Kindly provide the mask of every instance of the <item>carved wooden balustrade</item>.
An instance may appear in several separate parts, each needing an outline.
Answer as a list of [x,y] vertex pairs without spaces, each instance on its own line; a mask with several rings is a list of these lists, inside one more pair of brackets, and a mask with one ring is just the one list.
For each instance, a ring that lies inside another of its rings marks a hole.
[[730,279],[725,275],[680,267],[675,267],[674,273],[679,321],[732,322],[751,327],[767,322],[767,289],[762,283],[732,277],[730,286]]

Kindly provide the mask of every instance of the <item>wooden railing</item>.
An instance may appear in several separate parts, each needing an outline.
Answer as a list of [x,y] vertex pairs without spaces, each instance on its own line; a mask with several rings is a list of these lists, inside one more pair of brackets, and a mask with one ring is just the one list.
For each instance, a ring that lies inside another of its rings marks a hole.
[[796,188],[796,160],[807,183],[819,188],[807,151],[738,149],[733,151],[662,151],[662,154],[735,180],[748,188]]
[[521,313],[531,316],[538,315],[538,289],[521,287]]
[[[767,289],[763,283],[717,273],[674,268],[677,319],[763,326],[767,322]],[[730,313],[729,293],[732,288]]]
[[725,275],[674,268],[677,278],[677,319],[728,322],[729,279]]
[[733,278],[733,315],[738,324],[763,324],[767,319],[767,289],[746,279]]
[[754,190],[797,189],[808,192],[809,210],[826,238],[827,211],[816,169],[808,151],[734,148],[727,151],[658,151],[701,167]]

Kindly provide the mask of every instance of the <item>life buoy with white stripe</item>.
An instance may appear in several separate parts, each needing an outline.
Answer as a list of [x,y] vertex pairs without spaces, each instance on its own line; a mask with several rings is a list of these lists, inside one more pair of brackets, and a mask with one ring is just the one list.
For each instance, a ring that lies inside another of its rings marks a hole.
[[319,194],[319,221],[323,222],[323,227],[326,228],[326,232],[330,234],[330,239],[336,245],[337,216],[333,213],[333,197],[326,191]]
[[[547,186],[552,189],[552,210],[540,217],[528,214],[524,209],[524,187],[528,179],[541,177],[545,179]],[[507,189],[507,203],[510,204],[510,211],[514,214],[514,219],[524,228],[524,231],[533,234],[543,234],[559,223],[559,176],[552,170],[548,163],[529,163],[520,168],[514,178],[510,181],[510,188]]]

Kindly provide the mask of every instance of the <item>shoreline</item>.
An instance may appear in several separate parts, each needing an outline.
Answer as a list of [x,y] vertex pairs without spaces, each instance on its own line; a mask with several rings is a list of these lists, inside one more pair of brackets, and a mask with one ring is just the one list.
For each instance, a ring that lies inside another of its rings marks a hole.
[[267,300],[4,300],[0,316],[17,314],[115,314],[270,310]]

######

In exact wording, restate the lines of the data above from the first through the one holding "Kindly provide the mask of every instance of the <item>life", and stop after that line.

Kindly provide the mask of every instance of the <item>carved wooden balustrade</item>.
An instance may appear in several separate parts, each needing an outline.
Answer as a list of [x,y] vertex pairs without spaces, each instance on its own line; a mask with several rings is a list of these lists, inside one more pair of brackets, and a mask with one ring is just the one list.
For each instance, a ring that lies inside another of its rings marks a hole.
[[730,279],[725,275],[680,267],[675,267],[674,273],[679,321],[732,322],[751,327],[767,322],[767,289],[762,283],[732,277],[730,286]]

Kindly provide the mask of every instance of the <item>wooden railing</item>.
An instance may appear in several separate parts, each needing an outline.
Answer as a list of [x,y] vertex pairs without spaces, each instance on its own line; a mask with several rings is a list of these lists, inside one more pair of brackets, and a mask with one ring is just the one list.
For each instance, a ring that lies inside another of its rings marks a hole.
[[796,188],[796,160],[807,183],[819,188],[807,151],[738,149],[733,151],[662,151],[662,154],[735,180],[748,188]]
[[521,313],[531,316],[538,315],[538,289],[521,287]]
[[[767,289],[763,283],[717,273],[674,268],[677,319],[763,326],[767,322]],[[730,313],[729,293],[732,288]]]
[[725,275],[674,268],[677,278],[677,319],[728,322],[729,279]]
[[733,278],[733,315],[738,324],[763,324],[767,319],[767,289],[746,279]]
[[754,190],[797,189],[808,192],[809,210],[826,238],[827,211],[816,169],[808,151],[734,148],[727,151],[658,151],[701,167]]

Kindly provide the mask of every instance of the <item>life buoy with white stripe</item>.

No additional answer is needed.